─── GIVEN DATA

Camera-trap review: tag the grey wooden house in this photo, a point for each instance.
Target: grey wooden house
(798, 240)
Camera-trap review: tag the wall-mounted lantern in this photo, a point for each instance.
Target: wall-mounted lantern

──────

**ACTIVITY**
All lines above with "point" in them should be returned.

**ANSWER BELOW**
Camera-trap review: tag the grey wooden house in this photo, a point for each instance.
Camera-trap review: tag the wall-mounted lantern in this photo, a point for each instance.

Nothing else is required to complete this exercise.